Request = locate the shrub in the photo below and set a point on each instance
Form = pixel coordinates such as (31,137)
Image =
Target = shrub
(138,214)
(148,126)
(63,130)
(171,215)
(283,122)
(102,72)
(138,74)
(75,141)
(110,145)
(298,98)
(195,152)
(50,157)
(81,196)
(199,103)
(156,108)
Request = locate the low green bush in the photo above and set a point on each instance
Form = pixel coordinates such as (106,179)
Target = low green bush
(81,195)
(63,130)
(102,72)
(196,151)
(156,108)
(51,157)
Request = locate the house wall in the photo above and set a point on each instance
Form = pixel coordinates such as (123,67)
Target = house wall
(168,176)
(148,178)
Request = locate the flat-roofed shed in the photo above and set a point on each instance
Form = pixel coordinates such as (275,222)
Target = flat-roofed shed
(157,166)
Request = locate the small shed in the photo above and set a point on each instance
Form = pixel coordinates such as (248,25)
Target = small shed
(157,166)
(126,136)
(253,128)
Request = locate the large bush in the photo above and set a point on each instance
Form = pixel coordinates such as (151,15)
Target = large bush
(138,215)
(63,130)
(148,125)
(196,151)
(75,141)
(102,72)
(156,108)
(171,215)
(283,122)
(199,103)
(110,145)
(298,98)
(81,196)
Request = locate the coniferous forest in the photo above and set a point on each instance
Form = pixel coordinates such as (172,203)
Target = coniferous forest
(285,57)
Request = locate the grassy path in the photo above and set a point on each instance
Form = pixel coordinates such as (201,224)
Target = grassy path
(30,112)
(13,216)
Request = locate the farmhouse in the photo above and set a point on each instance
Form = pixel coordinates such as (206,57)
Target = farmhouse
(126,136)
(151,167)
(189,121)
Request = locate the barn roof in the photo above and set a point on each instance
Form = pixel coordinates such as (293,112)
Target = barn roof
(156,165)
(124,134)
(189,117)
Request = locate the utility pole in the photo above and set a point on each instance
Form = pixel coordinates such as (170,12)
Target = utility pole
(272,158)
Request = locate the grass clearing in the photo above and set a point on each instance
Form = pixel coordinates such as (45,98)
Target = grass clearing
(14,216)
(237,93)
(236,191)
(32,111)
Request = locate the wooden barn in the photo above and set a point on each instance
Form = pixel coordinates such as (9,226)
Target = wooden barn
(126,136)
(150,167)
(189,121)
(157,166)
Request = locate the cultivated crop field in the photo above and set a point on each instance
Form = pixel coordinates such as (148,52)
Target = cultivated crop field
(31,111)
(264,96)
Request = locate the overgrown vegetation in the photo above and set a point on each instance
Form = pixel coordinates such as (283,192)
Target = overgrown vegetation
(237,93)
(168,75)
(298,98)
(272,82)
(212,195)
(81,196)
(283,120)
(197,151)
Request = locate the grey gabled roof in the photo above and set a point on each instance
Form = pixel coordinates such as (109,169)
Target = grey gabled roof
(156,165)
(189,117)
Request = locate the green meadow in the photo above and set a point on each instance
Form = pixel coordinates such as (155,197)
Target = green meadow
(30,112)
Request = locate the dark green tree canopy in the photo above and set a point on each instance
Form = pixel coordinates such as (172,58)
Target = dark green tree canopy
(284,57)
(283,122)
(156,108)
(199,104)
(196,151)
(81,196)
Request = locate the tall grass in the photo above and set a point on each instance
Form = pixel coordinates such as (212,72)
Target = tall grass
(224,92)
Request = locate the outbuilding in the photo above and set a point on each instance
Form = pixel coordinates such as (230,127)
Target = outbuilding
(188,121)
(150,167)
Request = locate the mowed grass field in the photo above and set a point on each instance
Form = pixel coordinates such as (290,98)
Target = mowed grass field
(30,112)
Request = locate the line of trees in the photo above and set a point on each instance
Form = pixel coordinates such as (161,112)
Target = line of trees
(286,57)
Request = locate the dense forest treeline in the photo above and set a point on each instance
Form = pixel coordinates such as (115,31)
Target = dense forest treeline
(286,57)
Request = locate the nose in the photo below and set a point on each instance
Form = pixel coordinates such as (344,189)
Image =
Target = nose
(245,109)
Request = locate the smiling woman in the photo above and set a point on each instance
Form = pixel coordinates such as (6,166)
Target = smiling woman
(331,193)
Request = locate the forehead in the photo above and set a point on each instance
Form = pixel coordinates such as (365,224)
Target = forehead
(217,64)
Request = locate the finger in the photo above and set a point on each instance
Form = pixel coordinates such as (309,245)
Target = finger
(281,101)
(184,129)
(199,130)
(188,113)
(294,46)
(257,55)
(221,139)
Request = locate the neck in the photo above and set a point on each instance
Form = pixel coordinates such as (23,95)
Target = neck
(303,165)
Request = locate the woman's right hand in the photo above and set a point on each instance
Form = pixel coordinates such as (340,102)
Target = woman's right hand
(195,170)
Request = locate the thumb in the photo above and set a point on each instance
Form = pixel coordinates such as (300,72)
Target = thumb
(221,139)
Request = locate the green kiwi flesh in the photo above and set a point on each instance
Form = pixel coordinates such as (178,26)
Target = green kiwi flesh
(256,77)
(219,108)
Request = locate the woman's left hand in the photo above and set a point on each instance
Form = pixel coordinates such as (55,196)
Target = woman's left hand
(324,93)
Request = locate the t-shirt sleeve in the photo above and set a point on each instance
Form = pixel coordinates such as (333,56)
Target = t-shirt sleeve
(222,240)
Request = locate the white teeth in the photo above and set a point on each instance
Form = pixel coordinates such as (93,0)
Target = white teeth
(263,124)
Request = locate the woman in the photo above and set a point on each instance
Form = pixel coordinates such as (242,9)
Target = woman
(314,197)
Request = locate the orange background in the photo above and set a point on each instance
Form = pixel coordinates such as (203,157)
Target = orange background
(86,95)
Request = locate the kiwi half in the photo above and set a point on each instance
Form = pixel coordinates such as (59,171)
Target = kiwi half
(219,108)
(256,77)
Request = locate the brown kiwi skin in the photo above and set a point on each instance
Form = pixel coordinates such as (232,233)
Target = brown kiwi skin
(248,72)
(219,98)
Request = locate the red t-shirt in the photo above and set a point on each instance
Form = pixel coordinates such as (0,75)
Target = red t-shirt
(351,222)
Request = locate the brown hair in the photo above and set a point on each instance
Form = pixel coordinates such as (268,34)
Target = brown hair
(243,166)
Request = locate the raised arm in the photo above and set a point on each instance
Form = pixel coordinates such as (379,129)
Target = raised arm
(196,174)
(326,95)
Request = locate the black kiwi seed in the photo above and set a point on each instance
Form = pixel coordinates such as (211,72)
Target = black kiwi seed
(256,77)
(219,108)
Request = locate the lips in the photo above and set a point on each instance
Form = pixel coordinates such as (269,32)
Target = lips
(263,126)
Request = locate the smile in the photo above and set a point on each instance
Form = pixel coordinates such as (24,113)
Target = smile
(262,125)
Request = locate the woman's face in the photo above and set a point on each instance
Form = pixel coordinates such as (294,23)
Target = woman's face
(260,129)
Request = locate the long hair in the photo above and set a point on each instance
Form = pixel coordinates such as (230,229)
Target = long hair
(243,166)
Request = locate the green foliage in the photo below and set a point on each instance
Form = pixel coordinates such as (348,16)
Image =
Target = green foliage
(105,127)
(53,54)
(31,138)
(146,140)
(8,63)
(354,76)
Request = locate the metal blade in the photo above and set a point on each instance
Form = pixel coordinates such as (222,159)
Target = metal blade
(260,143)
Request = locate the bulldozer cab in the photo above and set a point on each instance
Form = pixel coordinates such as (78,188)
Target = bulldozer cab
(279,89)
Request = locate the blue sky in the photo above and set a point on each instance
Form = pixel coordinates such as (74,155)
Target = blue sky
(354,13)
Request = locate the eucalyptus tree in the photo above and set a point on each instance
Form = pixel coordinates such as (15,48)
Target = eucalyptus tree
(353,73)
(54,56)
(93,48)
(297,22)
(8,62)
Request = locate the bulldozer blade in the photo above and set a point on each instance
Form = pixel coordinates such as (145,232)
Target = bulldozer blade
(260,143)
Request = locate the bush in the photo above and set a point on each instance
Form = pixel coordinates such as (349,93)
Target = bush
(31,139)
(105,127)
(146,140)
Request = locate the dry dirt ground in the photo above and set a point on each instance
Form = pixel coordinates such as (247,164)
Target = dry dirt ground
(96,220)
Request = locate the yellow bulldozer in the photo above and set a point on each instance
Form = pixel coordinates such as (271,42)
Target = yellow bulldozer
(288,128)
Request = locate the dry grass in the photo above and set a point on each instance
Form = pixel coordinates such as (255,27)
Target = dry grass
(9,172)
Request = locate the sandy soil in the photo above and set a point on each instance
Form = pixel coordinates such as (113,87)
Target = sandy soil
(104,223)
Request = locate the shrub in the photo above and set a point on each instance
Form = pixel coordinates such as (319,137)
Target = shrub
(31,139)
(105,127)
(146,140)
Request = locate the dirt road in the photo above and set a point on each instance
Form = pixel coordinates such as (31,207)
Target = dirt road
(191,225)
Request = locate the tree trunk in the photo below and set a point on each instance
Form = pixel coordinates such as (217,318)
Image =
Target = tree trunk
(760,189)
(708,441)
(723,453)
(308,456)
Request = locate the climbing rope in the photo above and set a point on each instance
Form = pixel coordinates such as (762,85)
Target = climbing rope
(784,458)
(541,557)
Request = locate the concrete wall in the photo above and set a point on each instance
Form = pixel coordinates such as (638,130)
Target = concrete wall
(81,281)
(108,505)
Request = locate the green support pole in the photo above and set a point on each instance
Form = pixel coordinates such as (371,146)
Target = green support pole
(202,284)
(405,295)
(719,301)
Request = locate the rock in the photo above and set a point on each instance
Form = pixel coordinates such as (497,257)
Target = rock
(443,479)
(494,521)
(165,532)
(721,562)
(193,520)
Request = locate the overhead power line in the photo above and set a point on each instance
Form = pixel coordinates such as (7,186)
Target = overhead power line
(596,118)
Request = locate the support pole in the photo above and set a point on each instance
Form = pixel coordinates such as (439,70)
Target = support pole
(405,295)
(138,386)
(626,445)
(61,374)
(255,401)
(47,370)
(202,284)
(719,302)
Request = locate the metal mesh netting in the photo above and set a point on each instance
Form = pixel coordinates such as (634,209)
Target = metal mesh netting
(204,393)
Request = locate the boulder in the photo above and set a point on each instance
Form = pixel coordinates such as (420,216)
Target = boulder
_ _ _ _ _ _ _
▶ _YOUR INSTRUCTIONS_
Will you return exactly the lines above from the one with "Form = pixel coordinates such as (7,186)" down to the one with "Request = locate the boulder", counting both as part of the range?

▶ _SOLUTION_
Form = pixel coordinates such as (7,186)
Target = overhead power line
(596,118)
Request = locate the support pole in the photo above and set a point on each instance
Form = pixel coordinates such as (439,70)
Target = support pole
(405,295)
(138,386)
(626,445)
(61,374)
(255,401)
(47,370)
(202,284)
(719,302)
Request = locate the metal mesh netting in the photo above and set a point on each instance
Form = pixel coordinates such as (634,209)
Target = metal mesh netting
(204,393)
Request = locate the boulder in the photo above and set a point on each instance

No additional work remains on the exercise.